[Part of a data file]
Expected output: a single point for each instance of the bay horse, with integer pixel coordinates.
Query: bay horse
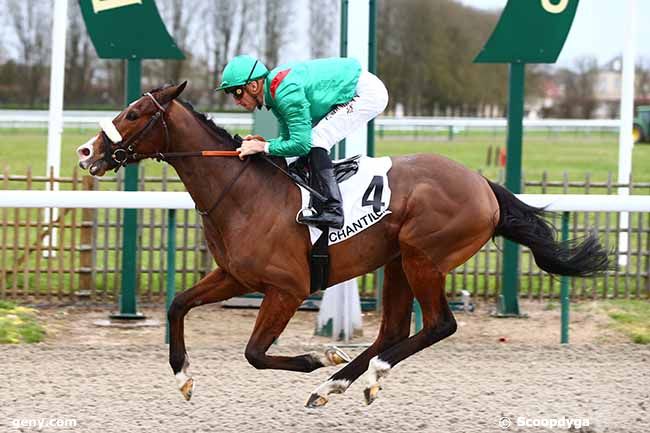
(442, 214)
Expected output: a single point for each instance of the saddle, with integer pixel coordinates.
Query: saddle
(343, 169)
(319, 263)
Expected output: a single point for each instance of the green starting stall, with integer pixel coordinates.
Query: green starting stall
(531, 31)
(129, 30)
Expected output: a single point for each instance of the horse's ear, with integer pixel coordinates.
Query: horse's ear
(172, 92)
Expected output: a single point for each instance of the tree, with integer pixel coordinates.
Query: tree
(31, 20)
(323, 23)
(276, 18)
(425, 54)
(81, 59)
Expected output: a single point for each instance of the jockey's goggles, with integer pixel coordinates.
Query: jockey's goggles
(238, 91)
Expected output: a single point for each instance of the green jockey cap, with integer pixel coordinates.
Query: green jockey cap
(241, 70)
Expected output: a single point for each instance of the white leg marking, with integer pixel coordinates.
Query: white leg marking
(376, 370)
(338, 386)
(181, 379)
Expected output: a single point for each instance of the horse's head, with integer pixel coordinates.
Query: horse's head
(138, 132)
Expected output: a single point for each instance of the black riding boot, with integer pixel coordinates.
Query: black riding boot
(329, 213)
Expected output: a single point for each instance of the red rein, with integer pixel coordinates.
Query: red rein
(220, 153)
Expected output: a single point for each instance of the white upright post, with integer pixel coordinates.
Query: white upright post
(358, 47)
(341, 303)
(625, 140)
(55, 121)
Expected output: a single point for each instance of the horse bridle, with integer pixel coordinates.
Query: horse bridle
(121, 153)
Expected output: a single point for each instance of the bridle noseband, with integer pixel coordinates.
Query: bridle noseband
(120, 154)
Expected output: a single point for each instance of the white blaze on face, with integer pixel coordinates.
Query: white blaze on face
(109, 128)
(85, 152)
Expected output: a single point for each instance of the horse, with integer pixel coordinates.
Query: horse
(442, 214)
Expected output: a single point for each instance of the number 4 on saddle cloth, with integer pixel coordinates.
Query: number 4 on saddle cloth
(366, 195)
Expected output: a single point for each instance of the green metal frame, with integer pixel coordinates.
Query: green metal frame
(128, 297)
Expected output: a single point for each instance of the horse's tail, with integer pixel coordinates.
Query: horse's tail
(525, 225)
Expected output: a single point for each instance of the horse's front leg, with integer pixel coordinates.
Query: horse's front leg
(274, 314)
(214, 287)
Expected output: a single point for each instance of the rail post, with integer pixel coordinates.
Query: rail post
(171, 266)
(564, 287)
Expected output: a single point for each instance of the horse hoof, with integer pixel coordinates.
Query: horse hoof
(371, 393)
(187, 389)
(336, 356)
(316, 401)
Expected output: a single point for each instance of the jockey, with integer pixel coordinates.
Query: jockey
(317, 104)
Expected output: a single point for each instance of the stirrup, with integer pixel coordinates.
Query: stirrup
(303, 212)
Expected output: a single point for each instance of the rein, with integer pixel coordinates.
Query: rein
(126, 153)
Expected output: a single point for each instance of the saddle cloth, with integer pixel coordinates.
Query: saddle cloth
(366, 196)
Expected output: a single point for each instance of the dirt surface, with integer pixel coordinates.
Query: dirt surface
(118, 380)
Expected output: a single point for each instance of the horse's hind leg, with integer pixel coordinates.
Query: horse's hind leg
(214, 287)
(428, 286)
(277, 309)
(397, 300)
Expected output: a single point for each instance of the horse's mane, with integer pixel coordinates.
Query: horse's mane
(218, 131)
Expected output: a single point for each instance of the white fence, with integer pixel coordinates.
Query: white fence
(39, 119)
(182, 200)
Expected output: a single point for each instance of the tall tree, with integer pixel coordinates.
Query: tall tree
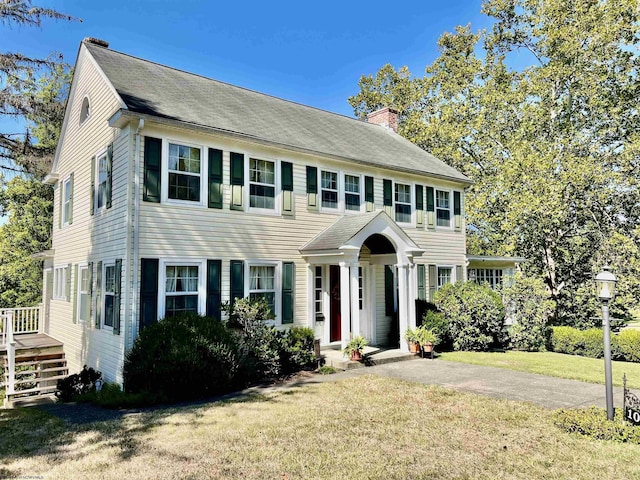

REQUIREMENT - Pick out and copy every line above that contains the string "hind", treating case as significant.

EXERCISE OUTPUT -
Expected output: a single point for each instance of the horse's hind leg, with integer pixel coordinates.
Query: horse's hind leg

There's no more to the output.